__PASSAGE TO READ__:
## begin

Prix AWARE

Laurence Cathala
Nominee of Prix 2017

© Sylvain Pretto for Bullukian Foundation

In front of Laurence Cathala’s works, we sometimes have to accept a certain confusion, and wonder what we are looking at and interpreting, and what configurations we are surrounded by and that offer themselves to our gaze.

For ten or so years, Laurence Cathala has focused her attention on the notion of a document, one that might takes its place in a fictional archive where narratives intertwine. She invents correspondence between an artist and their collector, recomposes new passages using extracts from written texts, or redesigns photographs of interiors of art lovers whose works seem to have been erased. Literature and, more broadly, text and reading occupy an important place in her work, which is haunted by letters, magazine covers and sections of books from which the words seem to have vanished. This artist, who has become an archivist, historian and researcher, plays on the expectations of a spectator accustomed to glass cases in museums that generally contain records representative of an artist or writer: scraps of slightly faded letters, yellowed family photographs, paper no longer in use kept in a drawer, small notebooks carefully conserved by heirs, and so on.

## end

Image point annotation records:
## begin

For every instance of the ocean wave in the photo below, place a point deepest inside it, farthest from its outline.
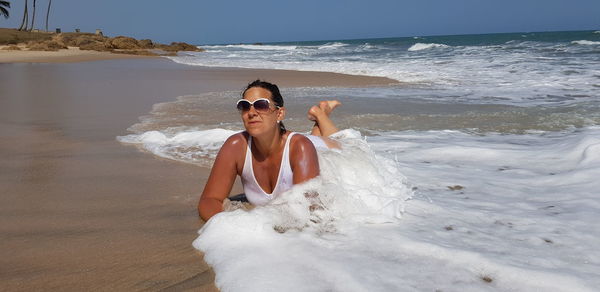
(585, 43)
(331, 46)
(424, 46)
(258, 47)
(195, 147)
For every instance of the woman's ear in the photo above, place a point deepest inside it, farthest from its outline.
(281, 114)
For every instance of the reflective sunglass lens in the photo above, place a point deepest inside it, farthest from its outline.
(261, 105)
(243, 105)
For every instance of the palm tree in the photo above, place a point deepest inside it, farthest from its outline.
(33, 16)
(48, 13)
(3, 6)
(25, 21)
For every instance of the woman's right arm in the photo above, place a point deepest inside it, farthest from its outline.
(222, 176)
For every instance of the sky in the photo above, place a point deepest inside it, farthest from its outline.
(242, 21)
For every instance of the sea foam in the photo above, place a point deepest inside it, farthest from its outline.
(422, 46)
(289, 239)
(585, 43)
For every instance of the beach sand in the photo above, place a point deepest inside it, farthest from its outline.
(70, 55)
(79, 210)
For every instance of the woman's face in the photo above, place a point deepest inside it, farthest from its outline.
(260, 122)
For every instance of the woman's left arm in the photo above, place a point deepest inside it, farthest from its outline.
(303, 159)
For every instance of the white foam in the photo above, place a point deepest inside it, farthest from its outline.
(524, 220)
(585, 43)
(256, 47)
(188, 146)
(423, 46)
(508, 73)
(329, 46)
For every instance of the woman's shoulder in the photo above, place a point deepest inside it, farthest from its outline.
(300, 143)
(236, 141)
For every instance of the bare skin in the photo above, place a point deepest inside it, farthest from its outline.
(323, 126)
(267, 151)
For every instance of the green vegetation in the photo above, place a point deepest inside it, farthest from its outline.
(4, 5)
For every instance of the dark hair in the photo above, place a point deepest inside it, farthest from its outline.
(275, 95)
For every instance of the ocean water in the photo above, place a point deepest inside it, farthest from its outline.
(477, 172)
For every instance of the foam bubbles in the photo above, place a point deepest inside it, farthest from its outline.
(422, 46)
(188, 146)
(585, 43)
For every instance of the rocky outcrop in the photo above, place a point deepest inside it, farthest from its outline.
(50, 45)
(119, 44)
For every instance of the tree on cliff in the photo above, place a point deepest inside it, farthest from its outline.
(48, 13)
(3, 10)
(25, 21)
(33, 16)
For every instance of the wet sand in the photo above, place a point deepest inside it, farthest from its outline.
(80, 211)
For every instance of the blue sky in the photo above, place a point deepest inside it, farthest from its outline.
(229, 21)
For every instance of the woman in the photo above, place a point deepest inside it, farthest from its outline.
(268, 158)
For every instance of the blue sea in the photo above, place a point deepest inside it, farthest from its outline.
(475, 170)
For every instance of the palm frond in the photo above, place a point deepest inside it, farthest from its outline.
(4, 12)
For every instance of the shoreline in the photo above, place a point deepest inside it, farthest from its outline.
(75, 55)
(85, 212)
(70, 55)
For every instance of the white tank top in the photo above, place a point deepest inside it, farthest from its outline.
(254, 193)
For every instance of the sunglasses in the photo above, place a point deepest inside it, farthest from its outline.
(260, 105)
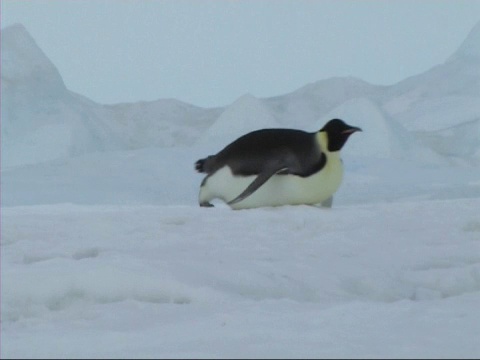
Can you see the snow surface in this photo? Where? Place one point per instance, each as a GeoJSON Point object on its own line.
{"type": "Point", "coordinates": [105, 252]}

## end
## begin

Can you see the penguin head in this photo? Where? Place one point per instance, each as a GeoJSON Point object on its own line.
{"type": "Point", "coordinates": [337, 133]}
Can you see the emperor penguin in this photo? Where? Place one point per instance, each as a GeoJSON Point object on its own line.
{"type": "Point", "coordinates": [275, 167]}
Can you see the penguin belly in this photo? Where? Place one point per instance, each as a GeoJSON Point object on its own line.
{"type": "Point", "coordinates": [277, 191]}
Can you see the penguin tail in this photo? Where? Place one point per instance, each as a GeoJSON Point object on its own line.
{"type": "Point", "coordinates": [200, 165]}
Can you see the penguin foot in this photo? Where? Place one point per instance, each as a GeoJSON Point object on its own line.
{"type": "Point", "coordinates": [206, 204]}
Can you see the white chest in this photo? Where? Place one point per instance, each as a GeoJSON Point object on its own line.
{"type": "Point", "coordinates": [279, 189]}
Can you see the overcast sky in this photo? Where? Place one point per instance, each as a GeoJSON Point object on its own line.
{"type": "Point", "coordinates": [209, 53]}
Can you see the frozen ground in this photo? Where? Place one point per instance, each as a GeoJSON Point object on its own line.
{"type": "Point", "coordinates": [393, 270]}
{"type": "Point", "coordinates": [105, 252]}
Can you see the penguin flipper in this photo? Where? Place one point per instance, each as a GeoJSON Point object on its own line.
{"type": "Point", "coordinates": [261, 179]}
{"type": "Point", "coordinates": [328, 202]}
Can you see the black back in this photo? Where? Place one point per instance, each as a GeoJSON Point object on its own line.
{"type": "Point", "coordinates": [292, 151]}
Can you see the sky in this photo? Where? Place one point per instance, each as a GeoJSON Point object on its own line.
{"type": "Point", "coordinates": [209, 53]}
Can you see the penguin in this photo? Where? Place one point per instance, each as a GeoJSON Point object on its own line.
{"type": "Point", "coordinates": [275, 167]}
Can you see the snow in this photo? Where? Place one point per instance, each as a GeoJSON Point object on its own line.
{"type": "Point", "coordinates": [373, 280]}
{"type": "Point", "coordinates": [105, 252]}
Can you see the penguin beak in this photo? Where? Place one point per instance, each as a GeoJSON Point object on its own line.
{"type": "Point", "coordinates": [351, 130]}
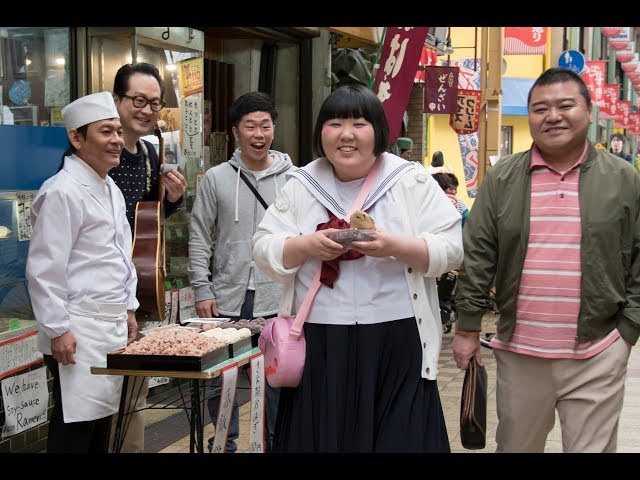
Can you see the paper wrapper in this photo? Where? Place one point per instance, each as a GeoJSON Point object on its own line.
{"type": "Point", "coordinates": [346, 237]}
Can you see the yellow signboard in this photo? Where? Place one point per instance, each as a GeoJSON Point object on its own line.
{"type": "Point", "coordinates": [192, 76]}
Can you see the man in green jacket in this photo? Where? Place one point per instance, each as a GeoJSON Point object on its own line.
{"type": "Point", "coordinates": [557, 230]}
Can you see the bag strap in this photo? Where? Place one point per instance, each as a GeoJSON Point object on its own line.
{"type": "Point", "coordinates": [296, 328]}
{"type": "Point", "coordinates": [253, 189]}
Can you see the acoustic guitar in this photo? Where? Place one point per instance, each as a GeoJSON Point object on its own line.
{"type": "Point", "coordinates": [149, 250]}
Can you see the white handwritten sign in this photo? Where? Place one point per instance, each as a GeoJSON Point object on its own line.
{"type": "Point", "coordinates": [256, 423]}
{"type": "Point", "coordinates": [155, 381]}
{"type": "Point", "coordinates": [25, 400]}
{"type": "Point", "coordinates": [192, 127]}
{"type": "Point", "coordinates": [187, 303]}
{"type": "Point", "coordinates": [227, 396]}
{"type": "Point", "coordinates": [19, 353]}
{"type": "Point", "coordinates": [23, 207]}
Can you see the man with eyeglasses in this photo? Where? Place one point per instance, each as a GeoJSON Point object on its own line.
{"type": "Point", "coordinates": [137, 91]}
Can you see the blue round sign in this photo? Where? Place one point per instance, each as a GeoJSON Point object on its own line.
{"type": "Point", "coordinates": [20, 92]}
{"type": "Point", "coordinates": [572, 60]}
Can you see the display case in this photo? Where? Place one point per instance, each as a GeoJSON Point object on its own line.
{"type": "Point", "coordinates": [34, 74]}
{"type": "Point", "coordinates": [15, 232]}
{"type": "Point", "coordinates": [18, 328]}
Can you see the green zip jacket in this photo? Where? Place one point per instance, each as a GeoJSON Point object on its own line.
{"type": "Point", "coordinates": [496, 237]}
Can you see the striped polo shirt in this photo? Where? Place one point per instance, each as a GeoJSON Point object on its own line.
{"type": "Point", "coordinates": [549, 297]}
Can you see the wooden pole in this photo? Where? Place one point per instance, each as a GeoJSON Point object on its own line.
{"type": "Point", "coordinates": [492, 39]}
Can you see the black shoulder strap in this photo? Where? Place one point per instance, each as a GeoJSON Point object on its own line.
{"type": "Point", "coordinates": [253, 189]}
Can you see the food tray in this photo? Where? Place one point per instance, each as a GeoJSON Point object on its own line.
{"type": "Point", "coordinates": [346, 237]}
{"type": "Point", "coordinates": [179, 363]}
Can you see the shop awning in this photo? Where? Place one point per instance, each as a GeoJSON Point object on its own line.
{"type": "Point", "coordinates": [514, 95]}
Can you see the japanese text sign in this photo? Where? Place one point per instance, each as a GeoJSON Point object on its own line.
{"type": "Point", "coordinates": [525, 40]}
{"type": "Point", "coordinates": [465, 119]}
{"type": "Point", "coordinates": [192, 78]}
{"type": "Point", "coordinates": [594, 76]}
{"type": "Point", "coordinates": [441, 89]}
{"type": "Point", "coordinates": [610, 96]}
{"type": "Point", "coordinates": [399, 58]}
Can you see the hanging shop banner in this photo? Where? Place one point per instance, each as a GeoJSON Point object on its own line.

## end

__THINGS TO DO__:
1. Pick out every line of the records that contains the string "shoulder". Case counts.
2. Resume the piece on Laurence Cathala above, going on from its final sentence.

__TASK RESPONSES__:
1.
For every instance of the woman's shoulder in the photo above, place a point deepest inside it, farthest from its outline.
Can you see the black shoulder strap in this photo? Where? Place one point per instance, each as a GeoJSON Point object on its own line.

2.
For a while now, the question of museography has become an essential part of Laurence Cathala’s work, not in order to offer a self-referential definition of art and its presentation but to consider the status of objects, whether they are of art or its paratext. In the same way that, in the physical space of a simple book made of ink and paper, in which every tale, every story, however epic or banal it may be, can be presented, she searches in her installations for new narrative forms. Relying on everything that is in danger of disappearing, from the most intimate documents to those in the most impersonal of archives, Laurence Cathala exploits scales – miniaturisations and enlargements – in presentations that use the museum display case as a means of reflecting on itself. In each case the primary concern is to reconsider the place accorded to memories and memory by means of objects that she draws, reproduces or exploits, and to which she attempts to restore a choice and appreciable dimension. The whole like so many small ghosts whose sense would sometimes become lost in the twists and turns of dusty libraries but whose emotion would remain unaltered.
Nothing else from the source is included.